— Start Data provided —
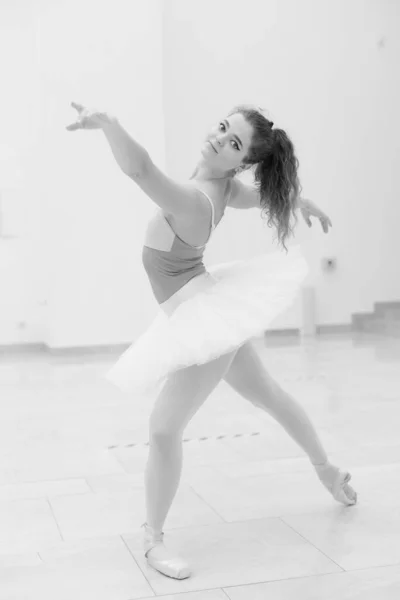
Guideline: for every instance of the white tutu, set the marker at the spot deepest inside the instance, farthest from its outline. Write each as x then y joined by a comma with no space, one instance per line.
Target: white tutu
240,303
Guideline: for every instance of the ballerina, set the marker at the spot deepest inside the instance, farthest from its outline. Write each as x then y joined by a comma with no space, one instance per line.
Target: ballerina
209,318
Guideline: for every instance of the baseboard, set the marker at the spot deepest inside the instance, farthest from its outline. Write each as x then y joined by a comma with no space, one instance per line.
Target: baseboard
111,349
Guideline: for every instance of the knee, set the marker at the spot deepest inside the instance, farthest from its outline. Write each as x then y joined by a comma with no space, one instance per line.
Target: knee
163,436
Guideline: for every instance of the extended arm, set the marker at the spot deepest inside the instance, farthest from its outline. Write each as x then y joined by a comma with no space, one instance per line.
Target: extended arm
180,199
131,157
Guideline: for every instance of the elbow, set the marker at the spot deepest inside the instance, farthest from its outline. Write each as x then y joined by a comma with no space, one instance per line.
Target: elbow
140,170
— End Data provided —
Problem statement: Convert the material above into a two-column CSV with the headers "instruction" and "points", one row per request. Put each request's text and its answer in separate quoted fields, replace line breaks with spaces, and leave out the pictures.

Reply:
instruction,points
"Guideline: for every instance of the white tutu, set the marker at the spot deepest inside the instance, farthest from its outline. Write each as x then y joined by a comma with no space, one instance per line. Target: white tutu","240,303"
"Guideline: for every instance of the ballerina, set the marker at the spot deepest inside the instance, farthest from its outline. Write each as x then y joined by a comma with no space, one instance per line. Target: ballerina","209,318"
"Guideline: for every instance of the baseboard, set the marker at the spot deepest inside the instance, farthest from its outline. Write each as x then y joined by a comma with no space, one instance per line. Target: baseboard","111,349"
"Guideline: for every instance of the knee, set the marker at the spot deepest inside the instance, farthest from its outline. Write each as x then y joined by a comma with no space, one instance per line. Target: knee","163,436"
"Guideline: for every instance of the extended arm, set the marker at the spot deepest inside the instance, farthest from its outline. Write each as x then y joined by a comma with no space, one instance per line. Target: extended arm","180,199 131,157"
"Guideline: for every instance of the elbow, set the marker at the spot deepest inside the instance, farthest from its outline. Write each as x then y joined by a comma with no space, one instance per line. Target: elbow","140,170"